BEGIN Source document

Question

Find differentially expressed values

0

Entering edit mode

Safana • 0

@safana-7745

Last seen 8.9 years ago

United States

Hello,

I have 2 files. first column will be the genes name and the other columns will be the cases with expression value for each gene in each case. in other word, the rows will be the expression values for the genes and the columns will be the case which represent the replicates. I am trying to find the differentially expression value for each gene between the two files. first file contains 300 replicates and the second file contains more than 400 replicates. I read the user guide SAGE profiles of normal and tumor tissue section and edgeR tutorial but they said I have to have only 2 columns. I would like to ask if there is any way to work with the whole files instead of divide then into 2 columns.

Thank you,

Safana

differential gene expression differential expression edgeR • 735 views

ADD COMMENT • link updated 8.9 years ago by Gordon Smyth 50k • written 8.9 years ago by Safana • 0

score 0 · Answer 1 · 2015-05-13

There are several examples in the edgeR User's Guide of reading the counts in from one big file. I've never known anyone before to have different groups in different files, but putting them together is pretty easy.

Do both files contain read counts? Do both files have the same number of rows, with the same gene names in the same order? Were both files produced by the same read alignment and read counting pipeline? If no, then where are the files actually from and are you sure that they are comparable? If yes, then you can simply proceed like this:

y1 <- read.delim("file1.txt")
y2 <- read.delim("file1.txt")
counts <- cbind(y1[,-1],y2[,-1])
genes <- y1[,1,drop=FALSE)
dge <- DGEList(counts=counts,genes=genes)
n1 <- ncol(y1)
n2 <- ncol(y2)
dge$samples$group <- rep(c(1,2), c(n1,n2))

Basically, reading data relies more on the read facilities of R itself than on functions in the edgeR package.

END Source document
BEGIN Provided material

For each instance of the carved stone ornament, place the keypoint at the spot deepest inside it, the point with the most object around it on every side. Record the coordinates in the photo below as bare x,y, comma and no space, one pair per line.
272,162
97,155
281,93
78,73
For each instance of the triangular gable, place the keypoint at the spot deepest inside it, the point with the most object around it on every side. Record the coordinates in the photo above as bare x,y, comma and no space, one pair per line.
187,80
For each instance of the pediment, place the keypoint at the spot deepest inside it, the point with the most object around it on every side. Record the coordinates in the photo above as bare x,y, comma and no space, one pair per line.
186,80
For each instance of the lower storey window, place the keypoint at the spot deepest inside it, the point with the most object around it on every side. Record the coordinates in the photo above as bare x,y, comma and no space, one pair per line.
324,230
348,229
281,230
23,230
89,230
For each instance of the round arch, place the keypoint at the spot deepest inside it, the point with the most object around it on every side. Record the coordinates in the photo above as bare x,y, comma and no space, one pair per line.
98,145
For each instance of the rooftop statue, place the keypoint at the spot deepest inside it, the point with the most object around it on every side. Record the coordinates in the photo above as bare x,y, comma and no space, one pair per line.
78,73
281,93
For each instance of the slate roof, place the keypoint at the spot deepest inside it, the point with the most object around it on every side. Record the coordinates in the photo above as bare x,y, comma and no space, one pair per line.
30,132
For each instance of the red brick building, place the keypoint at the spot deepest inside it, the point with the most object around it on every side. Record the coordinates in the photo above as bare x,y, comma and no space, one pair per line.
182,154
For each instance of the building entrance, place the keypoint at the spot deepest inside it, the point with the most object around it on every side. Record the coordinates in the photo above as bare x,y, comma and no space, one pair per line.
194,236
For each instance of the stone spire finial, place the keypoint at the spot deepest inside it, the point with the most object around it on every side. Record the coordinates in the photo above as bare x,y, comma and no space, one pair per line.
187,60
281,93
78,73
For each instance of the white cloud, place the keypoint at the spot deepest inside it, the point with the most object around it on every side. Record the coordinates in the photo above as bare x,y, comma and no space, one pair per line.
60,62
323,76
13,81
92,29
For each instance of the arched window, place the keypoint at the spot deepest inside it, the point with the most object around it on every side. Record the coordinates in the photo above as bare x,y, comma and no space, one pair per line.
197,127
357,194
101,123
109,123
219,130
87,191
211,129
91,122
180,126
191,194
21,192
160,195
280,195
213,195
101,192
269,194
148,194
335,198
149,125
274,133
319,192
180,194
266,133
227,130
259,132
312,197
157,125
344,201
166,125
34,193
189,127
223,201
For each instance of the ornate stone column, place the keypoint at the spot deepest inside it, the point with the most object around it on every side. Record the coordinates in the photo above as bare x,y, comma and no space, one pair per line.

END Provided material

What is required
In the edgeR forum thread, what does the reply say reading data relies on more than on functions in the edgeR package?

Response to this exercise
It relies more on the read facilities of R itself.